▶ **Written problem**:
Continue the muFlow project page below, starting right after its last line.

▶ **Page excerpt**:
▬▬▬▬▬▬

Backend-agnostic workflow execution engine

These details have been verified by PyPI

Project links

Homepage

GitHub Statistics

Maintainers

pastewka

These details have not been verified by PyPI

Project description

muFlow

Pronounced "microflow" (μFlow).

Backend-agnostic workflow execution engine.

Overview

muFlow provides abstractions for defining and executing workflows that can run on multiple backends (Celery, AWS Lambda, AWS Step Functions) without modification.

Workflows are registered as pure computational units via @register_workflow. DAG topology is declared separately in a Pipeline definition, keeping workflow logic decoupled from orchestration.

Installation

pip install muflow

# With S3 support (for Lambda/Step Functions)

▬▬▬▬▬▬

▶ **Information shown**:
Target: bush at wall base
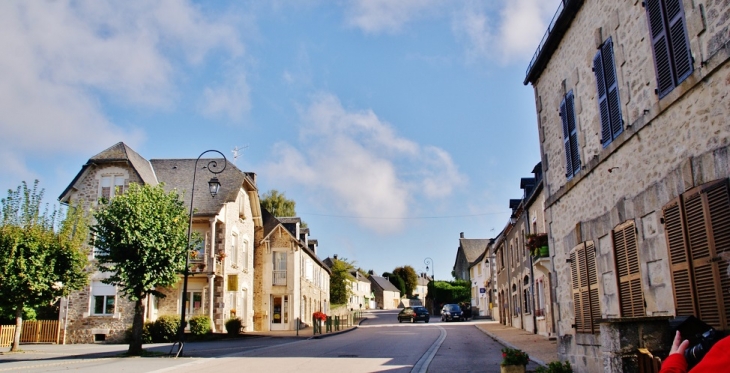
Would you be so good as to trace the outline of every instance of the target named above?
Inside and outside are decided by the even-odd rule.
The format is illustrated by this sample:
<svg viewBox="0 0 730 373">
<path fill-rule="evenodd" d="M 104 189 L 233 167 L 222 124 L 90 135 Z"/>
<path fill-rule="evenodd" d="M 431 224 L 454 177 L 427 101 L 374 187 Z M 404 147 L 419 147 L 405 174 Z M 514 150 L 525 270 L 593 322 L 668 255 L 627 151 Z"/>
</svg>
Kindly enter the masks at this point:
<svg viewBox="0 0 730 373">
<path fill-rule="evenodd" d="M 238 317 L 232 317 L 226 321 L 226 332 L 229 335 L 238 335 L 241 333 L 243 321 Z"/>
<path fill-rule="evenodd" d="M 210 331 L 210 317 L 200 315 L 190 318 L 190 333 L 193 335 L 205 335 Z"/>
</svg>

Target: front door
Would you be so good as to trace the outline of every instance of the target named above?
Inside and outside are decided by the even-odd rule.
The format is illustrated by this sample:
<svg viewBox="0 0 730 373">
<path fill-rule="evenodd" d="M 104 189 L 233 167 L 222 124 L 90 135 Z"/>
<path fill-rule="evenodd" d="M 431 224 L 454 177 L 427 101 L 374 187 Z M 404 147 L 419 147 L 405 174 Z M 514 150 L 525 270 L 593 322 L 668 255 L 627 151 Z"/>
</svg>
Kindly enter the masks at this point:
<svg viewBox="0 0 730 373">
<path fill-rule="evenodd" d="M 286 295 L 271 296 L 271 330 L 289 329 L 289 302 Z"/>
</svg>

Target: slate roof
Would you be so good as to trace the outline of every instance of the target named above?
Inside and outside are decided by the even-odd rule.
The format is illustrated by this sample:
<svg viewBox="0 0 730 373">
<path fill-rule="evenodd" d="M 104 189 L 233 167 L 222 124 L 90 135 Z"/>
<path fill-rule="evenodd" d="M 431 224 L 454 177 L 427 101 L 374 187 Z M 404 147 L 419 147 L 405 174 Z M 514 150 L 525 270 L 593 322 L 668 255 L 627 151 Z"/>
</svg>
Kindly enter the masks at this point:
<svg viewBox="0 0 730 373">
<path fill-rule="evenodd" d="M 384 291 L 397 291 L 398 293 L 400 293 L 400 290 L 398 290 L 395 285 L 391 284 L 390 281 L 388 281 L 385 277 L 373 275 L 370 276 L 369 279 L 370 283 L 383 289 Z"/>
<path fill-rule="evenodd" d="M 246 174 L 239 170 L 232 163 L 226 165 L 226 169 L 220 174 L 214 175 L 207 171 L 208 165 L 211 169 L 216 169 L 210 163 L 217 162 L 220 169 L 224 160 L 219 159 L 200 159 L 198 161 L 198 172 L 195 175 L 195 201 L 193 208 L 196 216 L 215 215 L 220 212 L 221 206 L 226 202 L 234 202 L 238 198 L 238 192 L 246 181 Z M 152 159 L 150 160 L 154 167 L 157 179 L 165 183 L 164 189 L 171 191 L 176 189 L 185 206 L 190 206 L 190 189 L 193 183 L 193 172 L 195 168 L 195 159 Z M 215 198 L 211 198 L 208 191 L 208 181 L 217 177 L 221 183 L 220 190 Z"/>
<path fill-rule="evenodd" d="M 145 184 L 157 185 L 157 176 L 155 175 L 155 171 L 150 162 L 132 150 L 132 148 L 127 146 L 127 144 L 118 142 L 109 148 L 102 150 L 99 154 L 89 158 L 86 164 L 81 166 L 79 173 L 76 174 L 71 183 L 58 197 L 58 200 L 61 201 L 61 203 L 68 202 L 68 193 L 71 189 L 76 187 L 76 183 L 84 176 L 84 174 L 86 174 L 89 167 L 119 162 L 129 163 L 132 169 Z"/>
<path fill-rule="evenodd" d="M 464 251 L 464 257 L 469 262 L 469 266 L 479 260 L 489 245 L 489 239 L 482 238 L 460 238 L 459 247 Z"/>
</svg>

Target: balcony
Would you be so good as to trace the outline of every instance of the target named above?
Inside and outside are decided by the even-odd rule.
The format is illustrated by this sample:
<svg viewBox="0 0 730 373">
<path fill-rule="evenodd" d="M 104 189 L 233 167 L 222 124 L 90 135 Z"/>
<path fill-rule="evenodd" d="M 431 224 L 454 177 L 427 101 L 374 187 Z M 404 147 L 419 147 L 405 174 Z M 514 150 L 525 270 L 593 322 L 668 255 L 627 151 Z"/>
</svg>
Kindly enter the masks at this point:
<svg viewBox="0 0 730 373">
<path fill-rule="evenodd" d="M 286 270 L 283 271 L 273 271 L 273 274 L 271 276 L 271 284 L 272 285 L 284 285 L 286 286 Z"/>
</svg>

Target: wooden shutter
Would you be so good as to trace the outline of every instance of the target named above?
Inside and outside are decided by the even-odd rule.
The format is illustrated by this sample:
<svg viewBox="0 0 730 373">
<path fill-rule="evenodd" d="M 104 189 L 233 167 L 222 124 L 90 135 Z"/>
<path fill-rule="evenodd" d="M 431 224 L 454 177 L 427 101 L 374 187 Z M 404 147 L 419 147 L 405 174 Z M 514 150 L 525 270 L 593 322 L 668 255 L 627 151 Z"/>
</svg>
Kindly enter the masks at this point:
<svg viewBox="0 0 730 373">
<path fill-rule="evenodd" d="M 665 0 L 667 20 L 669 23 L 669 41 L 672 47 L 672 60 L 676 83 L 681 83 L 692 74 L 692 55 L 689 48 L 689 37 L 684 21 L 682 0 Z"/>
<path fill-rule="evenodd" d="M 681 198 L 669 202 L 662 209 L 664 215 L 664 232 L 669 250 L 669 270 L 672 275 L 674 289 L 675 316 L 690 316 L 697 314 L 692 288 L 692 271 L 689 266 L 689 251 L 684 227 L 684 211 Z"/>
<path fill-rule="evenodd" d="M 601 318 L 598 299 L 596 252 L 592 242 L 582 243 L 570 253 L 573 280 L 573 314 L 576 333 L 598 333 L 595 320 Z"/>
<path fill-rule="evenodd" d="M 639 250 L 636 243 L 636 225 L 629 220 L 614 229 L 616 271 L 618 273 L 619 303 L 621 316 L 645 316 L 644 296 L 641 290 Z"/>
</svg>

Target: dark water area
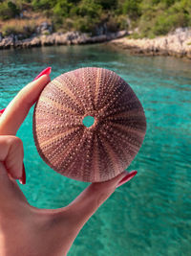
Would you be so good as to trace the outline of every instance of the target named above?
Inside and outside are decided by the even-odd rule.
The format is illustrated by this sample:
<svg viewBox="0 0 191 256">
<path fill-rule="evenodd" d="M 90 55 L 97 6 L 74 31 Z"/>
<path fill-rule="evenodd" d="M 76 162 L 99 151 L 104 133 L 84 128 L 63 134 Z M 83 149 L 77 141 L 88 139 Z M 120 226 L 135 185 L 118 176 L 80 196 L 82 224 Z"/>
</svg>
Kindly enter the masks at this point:
<svg viewBox="0 0 191 256">
<path fill-rule="evenodd" d="M 68 255 L 191 255 L 191 61 L 131 56 L 104 44 L 1 51 L 0 108 L 47 66 L 52 79 L 85 66 L 117 72 L 147 119 L 145 140 L 128 168 L 137 176 L 91 218 Z M 65 206 L 88 184 L 61 176 L 41 160 L 32 118 L 32 109 L 18 132 L 27 171 L 21 189 L 33 206 Z"/>
</svg>

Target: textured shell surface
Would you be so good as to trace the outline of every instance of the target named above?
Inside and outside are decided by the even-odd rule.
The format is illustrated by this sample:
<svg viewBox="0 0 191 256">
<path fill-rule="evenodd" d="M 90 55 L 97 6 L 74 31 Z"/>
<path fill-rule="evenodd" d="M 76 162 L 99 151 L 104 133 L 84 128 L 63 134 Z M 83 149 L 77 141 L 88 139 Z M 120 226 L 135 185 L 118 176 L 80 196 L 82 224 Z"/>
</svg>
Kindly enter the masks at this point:
<svg viewBox="0 0 191 256">
<path fill-rule="evenodd" d="M 83 119 L 92 116 L 87 128 Z M 100 182 L 122 173 L 145 136 L 142 105 L 115 72 L 86 67 L 62 74 L 42 91 L 33 137 L 42 159 L 59 174 Z"/>
</svg>

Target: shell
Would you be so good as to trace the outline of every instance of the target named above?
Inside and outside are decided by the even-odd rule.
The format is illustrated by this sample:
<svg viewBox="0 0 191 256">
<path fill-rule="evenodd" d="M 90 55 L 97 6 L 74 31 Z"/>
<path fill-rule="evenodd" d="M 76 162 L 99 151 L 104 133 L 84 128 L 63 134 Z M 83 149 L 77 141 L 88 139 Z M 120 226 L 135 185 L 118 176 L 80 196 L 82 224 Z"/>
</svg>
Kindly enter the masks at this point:
<svg viewBox="0 0 191 256">
<path fill-rule="evenodd" d="M 90 128 L 83 118 L 93 116 Z M 57 173 L 100 182 L 122 173 L 146 131 L 144 111 L 130 85 L 115 72 L 79 68 L 55 78 L 33 112 L 33 136 L 42 159 Z"/>
</svg>

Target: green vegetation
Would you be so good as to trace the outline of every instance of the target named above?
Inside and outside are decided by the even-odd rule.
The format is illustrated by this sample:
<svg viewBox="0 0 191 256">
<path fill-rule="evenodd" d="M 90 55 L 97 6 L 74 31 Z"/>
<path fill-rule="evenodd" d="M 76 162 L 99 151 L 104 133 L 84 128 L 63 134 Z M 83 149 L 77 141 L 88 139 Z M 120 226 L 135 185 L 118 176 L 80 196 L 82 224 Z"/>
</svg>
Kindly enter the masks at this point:
<svg viewBox="0 0 191 256">
<path fill-rule="evenodd" d="M 23 10 L 41 12 L 61 32 L 137 28 L 132 36 L 138 38 L 191 26 L 190 0 L 0 0 L 1 20 L 18 17 Z"/>
</svg>

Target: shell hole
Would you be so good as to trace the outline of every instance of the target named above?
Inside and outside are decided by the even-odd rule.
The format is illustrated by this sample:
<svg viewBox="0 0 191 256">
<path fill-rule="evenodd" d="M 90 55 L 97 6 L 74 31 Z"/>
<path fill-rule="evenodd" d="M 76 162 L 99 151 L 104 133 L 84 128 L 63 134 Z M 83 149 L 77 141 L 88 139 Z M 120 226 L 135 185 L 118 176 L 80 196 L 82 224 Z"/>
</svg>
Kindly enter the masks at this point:
<svg viewBox="0 0 191 256">
<path fill-rule="evenodd" d="M 90 128 L 94 125 L 95 118 L 93 116 L 85 116 L 82 123 L 86 128 Z"/>
</svg>

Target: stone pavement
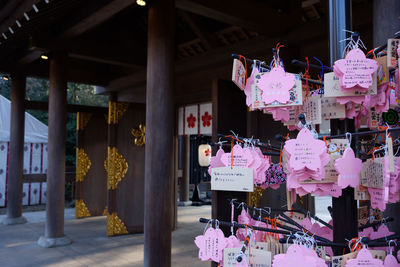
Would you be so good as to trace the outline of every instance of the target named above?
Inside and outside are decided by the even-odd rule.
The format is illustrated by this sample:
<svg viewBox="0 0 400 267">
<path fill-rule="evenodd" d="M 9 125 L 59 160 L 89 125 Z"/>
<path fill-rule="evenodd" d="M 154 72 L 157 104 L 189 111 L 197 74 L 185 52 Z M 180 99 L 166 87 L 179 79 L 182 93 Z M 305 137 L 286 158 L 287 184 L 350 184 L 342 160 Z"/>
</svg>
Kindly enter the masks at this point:
<svg viewBox="0 0 400 267">
<path fill-rule="evenodd" d="M 73 243 L 57 248 L 36 244 L 44 231 L 44 211 L 26 212 L 24 216 L 27 224 L 0 224 L 1 267 L 143 266 L 143 234 L 107 237 L 104 216 L 77 220 L 74 209 L 66 209 L 65 234 Z M 172 233 L 172 266 L 210 266 L 197 258 L 193 242 L 204 231 L 198 218 L 210 216 L 210 206 L 178 208 L 178 229 Z"/>
</svg>

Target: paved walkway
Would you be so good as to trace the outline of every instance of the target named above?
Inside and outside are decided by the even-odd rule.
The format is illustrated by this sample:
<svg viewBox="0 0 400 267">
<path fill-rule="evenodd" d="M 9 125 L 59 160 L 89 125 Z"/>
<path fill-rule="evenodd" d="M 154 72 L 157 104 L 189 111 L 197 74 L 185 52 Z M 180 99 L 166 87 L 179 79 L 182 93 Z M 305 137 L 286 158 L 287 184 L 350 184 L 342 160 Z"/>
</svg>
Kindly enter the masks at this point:
<svg viewBox="0 0 400 267">
<path fill-rule="evenodd" d="M 172 266 L 210 266 L 197 258 L 195 236 L 209 218 L 210 206 L 179 207 L 178 229 L 172 233 Z M 65 234 L 70 246 L 41 248 L 36 242 L 44 231 L 45 212 L 27 212 L 28 223 L 0 224 L 0 266 L 143 266 L 143 234 L 107 237 L 104 216 L 74 219 L 74 210 L 65 210 Z M 0 220 L 4 215 L 0 216 Z"/>
</svg>

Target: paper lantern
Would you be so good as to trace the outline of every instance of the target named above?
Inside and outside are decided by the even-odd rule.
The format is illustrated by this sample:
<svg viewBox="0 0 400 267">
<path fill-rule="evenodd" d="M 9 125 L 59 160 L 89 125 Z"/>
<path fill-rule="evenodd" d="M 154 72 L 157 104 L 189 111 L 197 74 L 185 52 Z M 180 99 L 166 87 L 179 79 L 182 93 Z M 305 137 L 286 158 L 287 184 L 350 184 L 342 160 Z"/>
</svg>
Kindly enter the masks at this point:
<svg viewBox="0 0 400 267">
<path fill-rule="evenodd" d="M 211 146 L 208 144 L 199 145 L 199 165 L 201 167 L 210 166 Z"/>
</svg>

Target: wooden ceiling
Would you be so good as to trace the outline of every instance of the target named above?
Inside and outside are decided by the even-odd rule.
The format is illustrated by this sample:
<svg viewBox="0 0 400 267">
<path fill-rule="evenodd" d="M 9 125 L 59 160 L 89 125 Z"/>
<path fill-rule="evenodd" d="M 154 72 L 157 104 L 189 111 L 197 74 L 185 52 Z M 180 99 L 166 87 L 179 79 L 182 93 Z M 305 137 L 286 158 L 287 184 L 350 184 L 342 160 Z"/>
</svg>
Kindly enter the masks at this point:
<svg viewBox="0 0 400 267">
<path fill-rule="evenodd" d="M 371 1 L 353 5 L 353 16 L 363 14 L 354 28 L 368 32 Z M 328 60 L 325 0 L 176 0 L 176 6 L 177 96 L 209 95 L 210 80 L 229 79 L 231 53 L 270 60 L 278 41 L 288 61 Z M 147 11 L 134 0 L 0 0 L 0 71 L 47 77 L 48 61 L 40 56 L 64 50 L 70 81 L 143 102 Z"/>
</svg>

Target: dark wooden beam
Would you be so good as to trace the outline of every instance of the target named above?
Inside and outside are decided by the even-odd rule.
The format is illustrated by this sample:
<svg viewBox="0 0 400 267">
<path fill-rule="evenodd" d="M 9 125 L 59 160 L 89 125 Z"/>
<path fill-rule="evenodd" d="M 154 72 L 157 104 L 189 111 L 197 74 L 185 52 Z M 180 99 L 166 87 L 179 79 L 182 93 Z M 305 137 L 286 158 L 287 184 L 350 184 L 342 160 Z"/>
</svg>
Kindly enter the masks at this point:
<svg viewBox="0 0 400 267">
<path fill-rule="evenodd" d="M 108 1 L 107 4 L 94 10 L 87 17 L 81 18 L 76 24 L 65 30 L 60 37 L 67 39 L 81 35 L 134 3 L 135 1 L 133 0 Z"/>
<path fill-rule="evenodd" d="M 48 110 L 49 103 L 45 101 L 29 101 L 25 100 L 25 109 L 27 110 Z M 85 105 L 67 104 L 67 112 L 88 112 L 88 113 L 107 113 L 108 108 L 106 107 L 95 107 Z"/>
<path fill-rule="evenodd" d="M 65 182 L 72 183 L 75 181 L 76 173 L 73 172 L 65 172 Z M 46 182 L 47 175 L 45 173 L 31 173 L 22 175 L 22 183 L 43 183 Z"/>
<path fill-rule="evenodd" d="M 12 0 L 9 2 L 17 2 L 17 1 Z M 0 15 L 5 16 L 6 18 L 3 21 L 1 21 L 0 33 L 8 31 L 8 27 L 14 25 L 16 20 L 21 19 L 24 16 L 24 13 L 27 13 L 30 10 L 32 10 L 32 5 L 36 4 L 37 2 L 39 2 L 39 0 L 23 0 L 19 1 L 14 11 L 11 11 L 11 9 L 1 10 Z M 7 11 L 9 12 L 11 11 L 11 13 L 6 13 Z"/>
<path fill-rule="evenodd" d="M 177 0 L 176 7 L 229 25 L 271 35 L 281 34 L 301 21 L 301 1 L 286 2 L 289 3 L 287 10 L 272 7 L 270 1 L 255 0 L 232 0 L 229 4 L 215 0 Z"/>
<path fill-rule="evenodd" d="M 38 58 L 43 54 L 43 50 L 29 50 L 26 52 L 24 56 L 22 56 L 21 59 L 18 60 L 17 65 L 28 65 Z"/>
<path fill-rule="evenodd" d="M 112 43 L 107 40 L 95 41 L 87 38 L 74 38 L 73 40 L 34 40 L 31 49 L 35 51 L 52 51 L 63 49 L 68 56 L 97 63 L 104 63 L 126 68 L 141 68 L 146 65 L 146 43 L 132 39 L 130 33 L 119 36 L 110 35 Z M 39 55 L 40 56 L 40 55 Z"/>
<path fill-rule="evenodd" d="M 178 14 L 188 24 L 193 33 L 196 34 L 197 37 L 199 37 L 207 50 L 218 46 L 217 39 L 211 33 L 207 32 L 204 25 L 202 25 L 199 20 L 183 10 L 178 11 Z"/>
<path fill-rule="evenodd" d="M 266 49 L 273 48 L 276 42 L 283 42 L 286 46 L 297 46 L 299 42 L 306 40 L 326 39 L 326 25 L 321 21 L 309 22 L 294 27 L 290 32 L 282 35 L 279 40 L 259 36 L 245 40 L 237 44 L 212 49 L 204 54 L 181 59 L 176 62 L 175 73 L 179 76 L 190 75 L 196 71 L 212 68 L 221 64 L 231 64 L 232 53 L 239 53 L 249 57 L 265 56 Z M 111 81 L 105 86 L 105 91 L 118 91 L 128 88 L 142 87 L 146 82 L 146 71 L 137 71 Z"/>
</svg>

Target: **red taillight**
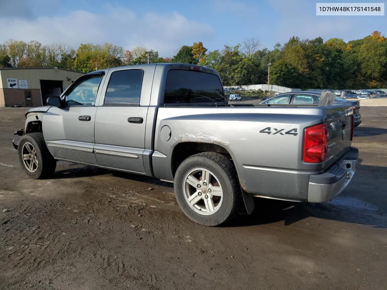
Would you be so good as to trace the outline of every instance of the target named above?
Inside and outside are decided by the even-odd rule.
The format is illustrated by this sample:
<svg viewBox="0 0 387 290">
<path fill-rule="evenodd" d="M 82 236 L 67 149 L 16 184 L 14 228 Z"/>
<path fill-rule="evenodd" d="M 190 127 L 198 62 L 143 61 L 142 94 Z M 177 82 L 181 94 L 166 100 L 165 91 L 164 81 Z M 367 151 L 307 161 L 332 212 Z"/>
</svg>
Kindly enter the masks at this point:
<svg viewBox="0 0 387 290">
<path fill-rule="evenodd" d="M 351 116 L 352 117 L 352 126 L 351 127 L 351 141 L 352 141 L 352 139 L 353 139 L 353 131 L 355 130 L 355 116 L 353 115 L 352 115 Z"/>
<path fill-rule="evenodd" d="M 327 142 L 326 124 L 305 129 L 303 154 L 304 162 L 319 163 L 325 161 L 327 157 Z"/>
</svg>

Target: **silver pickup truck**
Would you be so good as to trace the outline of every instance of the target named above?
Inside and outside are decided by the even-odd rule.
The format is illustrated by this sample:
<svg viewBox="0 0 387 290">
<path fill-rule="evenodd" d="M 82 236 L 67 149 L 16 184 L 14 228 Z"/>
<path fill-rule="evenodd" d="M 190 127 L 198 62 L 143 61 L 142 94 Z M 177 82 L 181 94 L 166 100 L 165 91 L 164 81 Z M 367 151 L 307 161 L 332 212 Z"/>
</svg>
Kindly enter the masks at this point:
<svg viewBox="0 0 387 290">
<path fill-rule="evenodd" d="M 122 67 L 28 110 L 13 143 L 30 177 L 49 178 L 57 160 L 152 176 L 174 183 L 188 218 L 214 226 L 250 213 L 253 196 L 319 203 L 346 186 L 358 156 L 353 109 L 328 99 L 235 106 L 208 68 Z"/>
</svg>

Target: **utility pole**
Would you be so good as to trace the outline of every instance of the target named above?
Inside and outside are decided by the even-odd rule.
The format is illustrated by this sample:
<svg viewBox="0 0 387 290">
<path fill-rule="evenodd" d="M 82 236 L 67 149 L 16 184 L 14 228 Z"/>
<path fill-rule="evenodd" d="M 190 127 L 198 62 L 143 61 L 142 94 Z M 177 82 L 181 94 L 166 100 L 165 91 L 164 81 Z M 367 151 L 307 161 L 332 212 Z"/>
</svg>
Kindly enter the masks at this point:
<svg viewBox="0 0 387 290">
<path fill-rule="evenodd" d="M 271 63 L 267 64 L 267 85 L 269 87 L 267 88 L 267 90 L 270 89 L 270 66 L 271 65 Z"/>
</svg>

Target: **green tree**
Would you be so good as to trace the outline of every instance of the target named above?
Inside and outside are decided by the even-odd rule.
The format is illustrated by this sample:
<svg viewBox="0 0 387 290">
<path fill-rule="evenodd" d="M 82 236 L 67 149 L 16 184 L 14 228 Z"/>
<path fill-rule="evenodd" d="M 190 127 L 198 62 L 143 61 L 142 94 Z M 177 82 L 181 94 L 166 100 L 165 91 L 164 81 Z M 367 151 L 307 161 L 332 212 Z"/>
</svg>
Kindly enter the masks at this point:
<svg viewBox="0 0 387 290">
<path fill-rule="evenodd" d="M 219 70 L 219 67 L 222 63 L 223 57 L 222 54 L 219 49 L 209 51 L 204 56 L 203 63 L 201 64 L 217 72 Z"/>
<path fill-rule="evenodd" d="M 12 67 L 11 58 L 7 53 L 5 46 L 0 44 L 0 68 Z"/>
<path fill-rule="evenodd" d="M 149 54 L 149 63 L 159 63 L 164 62 L 163 58 L 159 56 L 158 51 L 154 51 L 152 50 L 149 52 L 144 51 L 142 54 L 136 58 L 132 61 L 132 65 L 143 65 L 148 63 L 148 54 Z"/>
<path fill-rule="evenodd" d="M 19 63 L 22 62 L 27 51 L 27 43 L 24 41 L 10 39 L 5 43 L 5 46 L 10 58 L 11 65 L 12 67 L 17 67 Z"/>
<path fill-rule="evenodd" d="M 374 31 L 365 38 L 358 59 L 368 87 L 387 85 L 387 39 L 379 32 Z"/>
<path fill-rule="evenodd" d="M 297 67 L 283 60 L 277 60 L 272 66 L 271 83 L 289 88 L 302 87 L 302 74 Z"/>
<path fill-rule="evenodd" d="M 190 63 L 197 65 L 197 60 L 192 54 L 192 47 L 183 45 L 177 54 L 172 58 L 172 62 L 178 63 Z"/>
</svg>

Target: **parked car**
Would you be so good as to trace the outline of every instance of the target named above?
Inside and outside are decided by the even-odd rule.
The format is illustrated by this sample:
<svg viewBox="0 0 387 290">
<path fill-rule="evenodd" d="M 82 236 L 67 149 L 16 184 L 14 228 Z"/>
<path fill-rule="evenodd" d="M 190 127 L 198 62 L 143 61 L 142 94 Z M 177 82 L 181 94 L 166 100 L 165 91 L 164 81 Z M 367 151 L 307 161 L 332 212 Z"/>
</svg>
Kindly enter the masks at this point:
<svg viewBox="0 0 387 290">
<path fill-rule="evenodd" d="M 358 96 L 351 90 L 345 90 L 344 91 L 342 97 L 343 99 L 357 99 Z"/>
<path fill-rule="evenodd" d="M 272 97 L 266 101 L 261 102 L 262 104 L 318 104 L 321 96 L 321 92 L 302 91 L 284 93 Z M 354 126 L 357 127 L 361 123 L 361 115 L 360 113 L 360 102 L 358 101 L 347 101 L 336 96 L 335 104 L 350 103 L 353 109 Z"/>
<path fill-rule="evenodd" d="M 94 98 L 84 99 L 85 89 Z M 229 220 L 243 203 L 251 213 L 252 196 L 329 201 L 350 181 L 358 157 L 350 103 L 238 107 L 219 74 L 204 67 L 98 70 L 47 102 L 27 110 L 15 132 L 28 176 L 49 178 L 58 160 L 152 176 L 173 183 L 182 211 L 206 225 Z M 340 126 L 328 137 L 333 123 Z"/>
<path fill-rule="evenodd" d="M 242 101 L 240 95 L 230 95 L 230 101 Z"/>
</svg>

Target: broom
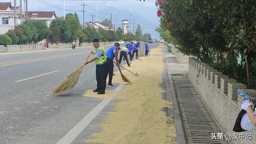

▬▬▬▬▬▬

▶ **Output for this exercise**:
pip install muflow[s3]

# For development
pip install muflow[dev]

Architecture

┌─────────────────────────────────────────────────┐
│                    User Code                    │
│  @register_workflow()    Pipeline(steps={...})  │
└────────────────────────┬────────────────────────┘
                         │
                         ▼
              ┌──────────────────────┐
              │  Pipeline.build_plan │
              │   (compiles steps    │
              │    into static DAG)  │
              └──────────┬───────────┘
                         │
                         ▼
              ┌──────────────────────┐
              │   WorkflowPlan (DAG) │
              │   nodes, root_key    │
              └──────────┬───────────┘
                         │
            ┌────────────┼────────────┐
            ▼            ▼            ▼
      ┌────────┐  ┌─────────┐  ┌──────────────┐
      │ Local  │  │ Celery  │  │ Step         │
      │Backend │  │ Backend │  │ Functions    │
      └────────┘  └─────────┘  └──────────────┘

Core Concepts

Registering Workflows

Workflows are registered as plain functions:

from muflow import register_workflow

@register_workflow(name="ml.compute_features")
def compute_features(context):
    ds = context.kwargs["dataset_name"]
    # ... compute features ...
    context.save_json("features.json", {"dataset": ds, "features": [...]})

WorkflowContext

The WorkflowContext wraps a StorageBackend and provides file I/O, dependency access, and progress reporting:

from muflow import create_local_context

ctx = create_local_context(
    path="/tmp/workflow-output",
    kwargs={"param1": "value1"},
)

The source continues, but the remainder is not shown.